| Instructions to follow |
Output all of the data verbatim.

Dataset entries:
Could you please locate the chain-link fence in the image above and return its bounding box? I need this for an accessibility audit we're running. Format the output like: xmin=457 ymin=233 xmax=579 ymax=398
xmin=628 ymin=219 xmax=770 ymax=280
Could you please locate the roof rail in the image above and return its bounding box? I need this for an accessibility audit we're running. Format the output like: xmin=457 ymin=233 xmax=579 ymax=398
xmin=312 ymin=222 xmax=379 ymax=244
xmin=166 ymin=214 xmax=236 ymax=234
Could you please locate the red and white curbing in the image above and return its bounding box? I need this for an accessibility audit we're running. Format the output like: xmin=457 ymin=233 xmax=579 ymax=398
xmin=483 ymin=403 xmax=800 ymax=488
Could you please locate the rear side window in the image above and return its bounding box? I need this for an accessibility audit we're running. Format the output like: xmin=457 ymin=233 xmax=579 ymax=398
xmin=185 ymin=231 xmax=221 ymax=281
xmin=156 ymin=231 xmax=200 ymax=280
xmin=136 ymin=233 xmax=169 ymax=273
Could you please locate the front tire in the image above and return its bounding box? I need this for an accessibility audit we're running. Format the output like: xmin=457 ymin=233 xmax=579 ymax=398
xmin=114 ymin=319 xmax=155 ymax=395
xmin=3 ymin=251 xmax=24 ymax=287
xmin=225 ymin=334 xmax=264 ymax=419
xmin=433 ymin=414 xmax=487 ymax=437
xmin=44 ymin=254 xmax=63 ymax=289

| Result of the task |
Could you please locate the chain-link fence in the image above and return its bounding box? I need this for an accessibility audit we're running. Format the output like: xmin=457 ymin=233 xmax=579 ymax=398
xmin=628 ymin=219 xmax=770 ymax=280
Could you please locate the roof rail in the image above and return its bounding box? I need this for an accessibility audit we're running. Format the output like: xmin=457 ymin=233 xmax=579 ymax=398
xmin=312 ymin=222 xmax=379 ymax=244
xmin=166 ymin=214 xmax=236 ymax=234
Could you please locate the red and white curbing in the image above and return its bounding box? I need this for an accessibility audit we're running. Format the output like: xmin=457 ymin=233 xmax=579 ymax=398
xmin=483 ymin=403 xmax=800 ymax=488
Could you please locate the rear side window in the image above and return its bounding box? I need this for an accessibility audit we're running. Format the output like: xmin=457 ymin=233 xmax=579 ymax=398
xmin=185 ymin=231 xmax=221 ymax=281
xmin=156 ymin=231 xmax=200 ymax=280
xmin=136 ymin=233 xmax=169 ymax=273
Could you please locate the front tire in the image above and return its bounding box? I need this for an accessibility audit we're running. Format the output like: xmin=457 ymin=233 xmax=579 ymax=398
xmin=114 ymin=319 xmax=155 ymax=395
xmin=3 ymin=251 xmax=24 ymax=287
xmin=225 ymin=334 xmax=264 ymax=419
xmin=433 ymin=414 xmax=487 ymax=437
xmin=44 ymin=254 xmax=63 ymax=289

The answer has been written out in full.